GESTELLTE AUFGABE A
Woraus bestanden laut dem folgenden Interview über Papierbauten die Stäbe der Zelte, die die UNO an die Flüchtlinge verteilte?

GEGEBENER TEXT

········

Das war ein Moment in meinem Leben, als ich von meinem Beruf enttäuscht war. Ich dachte, wir Architekten helfen nur den reichen Menschen, mit ihrer Macht zu prahlen. Ich hatte das Bedürfnis, der Menschheit zu dienen. Und dann hörte ich von diesen riesigen Flüchtlingslagern in Ruanda, wo Menschen unter den Wetterbedingungen litten, weil die Unterkünfte, die die UNO ihnen zur Verfügung stellte, so schlecht waren.

Wie haben Sie die UNO überzeugt, dass Ihre Unterkünfte besser sind?

Ich fuhr nach Genf. Und wartete auf eine Audienz beim Hohen Flüchtlingskommissar, was ziemlich hoffnungslos war. Da traf ich, per Zufall, Herrn Neumann.

Muss ich den kennen?

Nein. Das war jener deutsche Architekt, der für die Unterkünfte zuständig war. Er hat mir zugehört, denn er hatte ein Problem.

Welches?

Sie verteilten Zelte, Plastikplanen mit Stäben aus wertvollem Aluminium. Die armen Flüchtlinge aber verkauften die Masten und fällten Bäume, um sie zu ersetzen. Nur: Zwei Millionen Menschen, die Bäume fällen, sind ein Umweltproblem.

Und Sie schlugen dann Kartonrollen vor?

Ja, das hat sie alle hellhörig gemacht. Denn die Rollen sind leicht und billig.

Wie kamen Sie darauf, dass man aus Kartonrollen, auf die unter anderem Toilettenpapier gewickelt ist, Häuser bauen kann?

Ich werfe nicht gerne Sachen weg. Und wir Architekten haben immer diese Kartonrollen, in welchen wir unsere Zeichnungen transportieren. Die stapelten sich in meinem Atelier, so kam ich darauf.

Sind Papierbauten überhaupt wetterfest?

Absolut. Man muss sie nur beschichten. Die Orangensaftpackung hält ja auch Flüssigkeit, obwohl sie aus Papier ist.

········

GESTELLTE AUFGABE B
Wiederhole bitte wortgetreu aus der folgenden Auflistung die Zeilen von der Zeile mit „wooden porch floor?“ bis zum Ende der Auflistung, beide Enden eingeschlossen.

········

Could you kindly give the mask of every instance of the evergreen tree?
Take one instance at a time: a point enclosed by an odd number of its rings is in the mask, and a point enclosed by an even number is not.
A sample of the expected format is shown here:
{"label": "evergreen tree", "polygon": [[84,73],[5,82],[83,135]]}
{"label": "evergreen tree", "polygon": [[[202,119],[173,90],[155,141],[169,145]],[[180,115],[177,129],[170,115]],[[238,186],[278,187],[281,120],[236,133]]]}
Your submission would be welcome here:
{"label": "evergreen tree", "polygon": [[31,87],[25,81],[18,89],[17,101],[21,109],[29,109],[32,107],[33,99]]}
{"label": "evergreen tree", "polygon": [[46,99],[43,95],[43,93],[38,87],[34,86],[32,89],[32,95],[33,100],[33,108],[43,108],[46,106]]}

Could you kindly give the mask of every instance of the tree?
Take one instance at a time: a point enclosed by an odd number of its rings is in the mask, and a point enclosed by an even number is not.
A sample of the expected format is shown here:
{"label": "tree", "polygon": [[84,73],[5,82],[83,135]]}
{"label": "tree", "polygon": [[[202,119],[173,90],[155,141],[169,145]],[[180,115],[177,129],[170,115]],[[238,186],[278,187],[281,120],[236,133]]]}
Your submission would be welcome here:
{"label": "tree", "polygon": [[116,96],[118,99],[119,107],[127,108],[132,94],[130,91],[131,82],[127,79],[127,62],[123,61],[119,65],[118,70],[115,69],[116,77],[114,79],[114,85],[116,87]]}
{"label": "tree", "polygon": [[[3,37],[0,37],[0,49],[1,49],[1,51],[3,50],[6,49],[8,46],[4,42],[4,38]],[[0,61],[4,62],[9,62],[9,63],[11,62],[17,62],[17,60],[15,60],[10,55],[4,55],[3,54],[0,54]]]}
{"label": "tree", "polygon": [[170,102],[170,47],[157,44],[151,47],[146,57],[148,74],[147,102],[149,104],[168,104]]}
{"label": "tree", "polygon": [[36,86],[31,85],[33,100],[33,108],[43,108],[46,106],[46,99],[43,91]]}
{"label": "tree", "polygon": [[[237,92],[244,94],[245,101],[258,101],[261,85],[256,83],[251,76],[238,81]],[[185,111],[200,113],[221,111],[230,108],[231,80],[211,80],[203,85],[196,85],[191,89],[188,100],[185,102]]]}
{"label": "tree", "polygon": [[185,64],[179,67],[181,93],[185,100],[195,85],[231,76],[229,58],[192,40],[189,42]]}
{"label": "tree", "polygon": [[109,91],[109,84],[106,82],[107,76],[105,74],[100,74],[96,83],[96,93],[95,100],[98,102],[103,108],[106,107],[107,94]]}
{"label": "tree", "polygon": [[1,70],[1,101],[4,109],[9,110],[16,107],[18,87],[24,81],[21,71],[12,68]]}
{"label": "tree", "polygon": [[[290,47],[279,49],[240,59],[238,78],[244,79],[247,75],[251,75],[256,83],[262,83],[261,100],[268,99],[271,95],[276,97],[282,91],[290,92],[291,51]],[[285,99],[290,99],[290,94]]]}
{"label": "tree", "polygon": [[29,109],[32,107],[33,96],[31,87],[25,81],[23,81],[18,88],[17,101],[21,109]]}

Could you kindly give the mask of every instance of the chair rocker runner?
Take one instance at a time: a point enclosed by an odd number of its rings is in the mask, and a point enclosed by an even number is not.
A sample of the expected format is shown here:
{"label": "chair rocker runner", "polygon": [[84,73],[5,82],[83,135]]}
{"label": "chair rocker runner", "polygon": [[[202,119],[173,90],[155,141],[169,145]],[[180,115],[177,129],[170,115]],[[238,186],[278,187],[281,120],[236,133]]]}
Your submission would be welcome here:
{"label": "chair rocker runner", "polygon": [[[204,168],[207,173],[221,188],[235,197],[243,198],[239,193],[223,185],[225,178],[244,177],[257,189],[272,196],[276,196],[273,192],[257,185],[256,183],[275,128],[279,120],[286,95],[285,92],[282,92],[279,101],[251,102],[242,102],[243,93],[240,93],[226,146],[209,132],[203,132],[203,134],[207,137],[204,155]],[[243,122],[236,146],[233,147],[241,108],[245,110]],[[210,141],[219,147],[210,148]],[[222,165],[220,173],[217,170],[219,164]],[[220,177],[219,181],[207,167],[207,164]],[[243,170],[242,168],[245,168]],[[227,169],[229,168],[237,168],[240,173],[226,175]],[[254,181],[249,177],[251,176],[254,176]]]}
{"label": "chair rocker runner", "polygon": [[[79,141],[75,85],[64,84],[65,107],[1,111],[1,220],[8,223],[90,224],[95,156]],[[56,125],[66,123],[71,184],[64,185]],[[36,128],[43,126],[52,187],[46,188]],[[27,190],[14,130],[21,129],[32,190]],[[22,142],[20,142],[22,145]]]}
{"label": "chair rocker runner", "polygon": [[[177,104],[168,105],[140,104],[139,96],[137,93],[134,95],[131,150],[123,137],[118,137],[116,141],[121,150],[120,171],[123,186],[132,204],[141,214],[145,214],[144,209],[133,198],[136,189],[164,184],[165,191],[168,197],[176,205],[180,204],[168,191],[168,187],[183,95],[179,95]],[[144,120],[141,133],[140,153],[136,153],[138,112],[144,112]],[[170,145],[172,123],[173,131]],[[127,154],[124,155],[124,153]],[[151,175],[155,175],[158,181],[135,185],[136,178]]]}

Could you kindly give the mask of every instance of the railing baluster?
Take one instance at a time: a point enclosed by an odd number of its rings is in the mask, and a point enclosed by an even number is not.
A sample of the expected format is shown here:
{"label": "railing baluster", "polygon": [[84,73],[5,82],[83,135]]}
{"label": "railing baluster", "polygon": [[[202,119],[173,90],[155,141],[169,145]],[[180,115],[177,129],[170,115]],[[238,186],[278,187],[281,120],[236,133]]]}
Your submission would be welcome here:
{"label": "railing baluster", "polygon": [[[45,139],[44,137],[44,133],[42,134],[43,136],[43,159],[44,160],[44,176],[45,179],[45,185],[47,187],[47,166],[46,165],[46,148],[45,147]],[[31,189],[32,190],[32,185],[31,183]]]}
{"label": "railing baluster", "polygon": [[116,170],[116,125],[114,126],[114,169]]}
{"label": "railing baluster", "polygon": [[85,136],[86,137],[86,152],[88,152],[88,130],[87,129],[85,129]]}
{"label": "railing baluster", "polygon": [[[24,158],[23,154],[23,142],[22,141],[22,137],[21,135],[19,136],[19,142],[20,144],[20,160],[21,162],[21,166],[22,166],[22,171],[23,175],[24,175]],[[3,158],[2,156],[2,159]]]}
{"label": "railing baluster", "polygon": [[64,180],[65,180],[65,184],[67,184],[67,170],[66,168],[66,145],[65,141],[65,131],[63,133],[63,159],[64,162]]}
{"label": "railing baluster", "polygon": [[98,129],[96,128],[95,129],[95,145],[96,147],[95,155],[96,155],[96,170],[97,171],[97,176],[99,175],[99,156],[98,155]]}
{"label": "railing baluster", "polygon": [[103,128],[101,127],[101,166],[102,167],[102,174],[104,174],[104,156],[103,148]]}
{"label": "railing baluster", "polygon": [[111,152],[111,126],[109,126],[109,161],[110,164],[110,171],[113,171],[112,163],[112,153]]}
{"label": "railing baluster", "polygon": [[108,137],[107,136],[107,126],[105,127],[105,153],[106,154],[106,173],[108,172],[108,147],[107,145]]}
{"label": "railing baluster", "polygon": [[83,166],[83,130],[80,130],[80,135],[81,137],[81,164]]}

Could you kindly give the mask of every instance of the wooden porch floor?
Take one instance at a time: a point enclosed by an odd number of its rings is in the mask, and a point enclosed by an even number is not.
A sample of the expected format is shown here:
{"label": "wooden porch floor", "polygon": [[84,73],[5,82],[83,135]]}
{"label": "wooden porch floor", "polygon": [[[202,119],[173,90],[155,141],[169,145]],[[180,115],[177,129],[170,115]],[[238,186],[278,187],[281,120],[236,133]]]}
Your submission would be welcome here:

········

ANTWORT ZUR ÜBUNG A
Aus wertvollem Aluminium.

ANTWORT ZUR ÜBUNG B
Could you kindly give the mask of every instance of the wooden porch floor?
Take one instance at a time: a point enclosed by an odd number of its rings is in the mask, and a point enclosed by an even number is not.
A sample of the expected format is shown here:
{"label": "wooden porch floor", "polygon": [[84,73],[5,82],[83,135]]}
{"label": "wooden porch floor", "polygon": [[[202,119],[173,90],[155,141],[169,145]],[[180,115],[177,129],[170,115]],[[238,186],[278,187],[281,120],[236,133]]]}
Your submission would be welcome here:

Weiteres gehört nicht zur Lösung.